Metin Parçası:

*-*-*

60 Aylık Çocuk Okula Gidebilir Mi ?

çocuk psikolojisi

60 Aylık Çocuk Okula Gidebilir Mi ?

 



Psk. Dan. Serhat YABANCI Psikoloji

   

 

Eğitimde yeni bir model geliyor. Eğitim yaşı 6 ya çekiliyor.5.sınıf 2.kademeye dahil oluyor.

Önce bir analiz yapalım.

Çocuğun gelişim dönemleri itibariyle,

1.Duyusal-motor evre (0-2 Yaş)

2.İşlem öncesi dönem (2-7 yaş)

3.Somut işlemler dönemi (7-11/12 yaş)

4.Soyut işlemler dönemi (11/12 yaş ve üzeridir.

Bu açıdan bakıldığında üzerinde konuşacağımız nokta 2 .dönem olan işlem öncesi dönemdir. Bu dönemin özelliklerine bakalım.







2. İşlem Öncesi (ilk çocukluk) Dönemi (2 – 7):

Ø Korunum ilkesi gerçekleşmez, Piaget 5 yaşlarında bir çocukla deney yapar; iki bardak var bardakların uzunlukları aynı, içindeki su seviyeleri de. Piaget çocuğa hangi bardakta su fazla diye bir soru yöneltince ikisi de aynı cevabını alır. Bu bardakların bir tanesini geniş yayvan bir bardağa boşaltarak hangi bardakta su fazla diye tekrar sorunca uzun bardaktaki cevabını alır.

Ø Odaklaşma: Dikkatli bir olayın ya da nesnenin diğer yönlerini dışarıda bırakarak yalnızca bir yönüne yoğunlaştırma eğilimine, odaklaşma denilmektedir. Sıvı miktarı deneyinde çocuğun bardağın boyu üzerinde yoğunlaşması ve bardağın daha geniş olduğu için aynı miktar suyu alabileceğini düşünememesi odaklaşmaya örnek gösterilebilir. Küçük çocukların işlek yollarda karşıdan karşıya geçmekte zorlanmaları da odaklaşma ile ilgilidir. Çocuk trafik kurallarına uygun olarak önce soluna, sonra sağına tekrar soluna baktığında her seferinde ilk baktığını unutabilmekte, daha doğrusu o anda baktığı tarafa odaklamaktadır. Bir elmayı dörde böldüğümüzde, çocuk elmaları değerlendirirken sadece sayılar üzerinde odaklanır ya da merkezlenir. Dört çeyrek elmanın bir elmadan fazla olduğunu zanneder. Buda çocuk da korunum ya da kitlenin değişmezliği sürecindeki odaklama veya merkezleme kavramlarıyla açıklanır.

*-*-*

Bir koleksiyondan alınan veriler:
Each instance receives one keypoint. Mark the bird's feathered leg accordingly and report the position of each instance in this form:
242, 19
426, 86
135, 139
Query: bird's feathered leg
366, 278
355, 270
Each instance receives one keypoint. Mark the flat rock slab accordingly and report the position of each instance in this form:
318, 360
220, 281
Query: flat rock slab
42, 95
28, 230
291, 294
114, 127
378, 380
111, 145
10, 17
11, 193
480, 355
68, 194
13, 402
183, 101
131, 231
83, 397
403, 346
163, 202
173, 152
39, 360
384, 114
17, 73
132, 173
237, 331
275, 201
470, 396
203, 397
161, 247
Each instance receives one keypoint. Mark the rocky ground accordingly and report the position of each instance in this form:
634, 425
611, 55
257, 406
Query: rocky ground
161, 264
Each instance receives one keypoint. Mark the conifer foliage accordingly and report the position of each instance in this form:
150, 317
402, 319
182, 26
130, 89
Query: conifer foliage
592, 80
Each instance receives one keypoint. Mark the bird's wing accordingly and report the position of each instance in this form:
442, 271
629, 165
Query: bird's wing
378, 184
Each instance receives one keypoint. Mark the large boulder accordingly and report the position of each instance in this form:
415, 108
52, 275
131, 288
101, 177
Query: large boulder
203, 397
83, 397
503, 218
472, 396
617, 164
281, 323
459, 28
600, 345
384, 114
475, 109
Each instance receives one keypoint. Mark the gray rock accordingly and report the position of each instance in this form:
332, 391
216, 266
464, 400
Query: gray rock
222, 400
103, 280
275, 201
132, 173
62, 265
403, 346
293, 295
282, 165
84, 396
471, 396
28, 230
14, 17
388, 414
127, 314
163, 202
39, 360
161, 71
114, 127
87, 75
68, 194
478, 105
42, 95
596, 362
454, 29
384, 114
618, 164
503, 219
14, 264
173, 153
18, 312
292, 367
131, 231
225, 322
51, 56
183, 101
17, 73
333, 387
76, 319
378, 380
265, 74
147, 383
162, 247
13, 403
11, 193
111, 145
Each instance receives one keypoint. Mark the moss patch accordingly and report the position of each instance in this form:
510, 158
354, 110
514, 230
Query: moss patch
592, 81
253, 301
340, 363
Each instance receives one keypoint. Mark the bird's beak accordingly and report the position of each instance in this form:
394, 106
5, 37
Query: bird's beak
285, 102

*-*-*

Çalışma Yönergeleri:
a - İşlem öncesi dönemi anlatan metne göre küçük çocuklar işlek yollarda karşıdan karşıya geçerken neden zorlanır? Bir ila üç cümleyle açıklayın.
b - İşlem öncesi dönemi anlatan metni kaldığı yerden sürdürün.

Cevaplar:
a - Bu zorluk odaklaşmayla ilgilidir. Çocuk önce soluna, sonra sağına, tekrar soluna baktığında her seferinde ilk baktığı yönü unutabilir. Yalnızca o anda baktığı tarafa odaklanır.

b -
Ø Tersine çevirememe: Bir işlemi tersinden düşünemezler. Bir bardaktan sürahiye boşaltılan suyun tekrar bardağa doldurulması halinde önceki düzeyine geleceğini düşünemezler. A=B dir fakat B=A değildir. İlk akıl yürütmeyi kullanma faaliyetleri başlar. Tek yönlü mantık yürütme.

Ø Ben merkezcilik: Çocuğa göre dünyanın merkezi kendisidir. Kendisinin bildiğini herkesin bildiğini ve kendisinin gördüğünü herkesin gördüğünü düşünür. Kendisini başkasının yerine koyamaz. Telefonla konuşurken kendisinin gördüğünü karşısındakinin de gördüğünü düşünür. Çocukların oyunları da paraleldir. Yani tek başlarına oynarlar. Egosantrik düşünme başlar.

Ø Monolog: Çocuklar bir arada toplu konuşma halinde etkileşime girer. Hep bir ağızdan ve birbirlerine karşılık vermeden konuşurlar. Sadece kendi konuşmasıyla ilgilenir.

Ø Animizm: Yaşayan ve yaşamayan nesneler arasında ayrım yapamama durumunda ortaya çıkan karmaşadır. Çocuk cansız nesnelere canlılık özellikleri yükler. Örneğin; bir çocuk oyuncak bebekle canlıymış gibi konuşur.

Ø Özelden özele akıl yürütme: Olayları yalnızca geçirdiği yaşantılara bağlı olarak tek yönlü düşünebilme özelliğidir. Her sabah kahvaltısında yumurta yiyen bir çocuk bir gece misafir olarak kaldığı arkadaşının evinde sabah uyandığında yaptığı kahvaltıda yumurta yememiştir. Annesi ona “kahvaltı yaptım mı?” diye sorduğunda çocuk “kahvaltı yapmadım” (yumurta yemediği için) demiştir. Televizyon izlemedim o halde akşam olmadı gibi.

Ø Bu dönemde çocukların dili çok hızlı gelişir. Fakat geliştirdikleri kavramlar ve kullandıkları sembollerin anlamları kendine aittir. Dil gelişimi sembolleri kullanabilme yeteneğiyle ilgili.

Ø Bu dönemde çocuklar cinsiyet farklılıklarını, cinsel kimliğin devamlılığını öğrenirler.

Ø İşlem öncesi dönem ikiye ayrılır. Sembolik dönem ve sezgisel dönem olmak üzere ikiye ayrılır. Sezgisel dönemde mantık kuralları gelişmemiştir. Sezgilerle hareket edilir. Sembolik dönemde ise; sembolleri kullanılmaya başlanır ve dil gelişimi başlar

 

Yukarıdaki paragrafta görüldüğü üzere,

--6 yaş çocuğun işlem kabiliyeti daha azdır. Buna bağlı olarak 1.sınıfta başarısız olması  halinde en baştan yetersizlik ve özgüven sorununun temelleriyle yola çıkacaktır.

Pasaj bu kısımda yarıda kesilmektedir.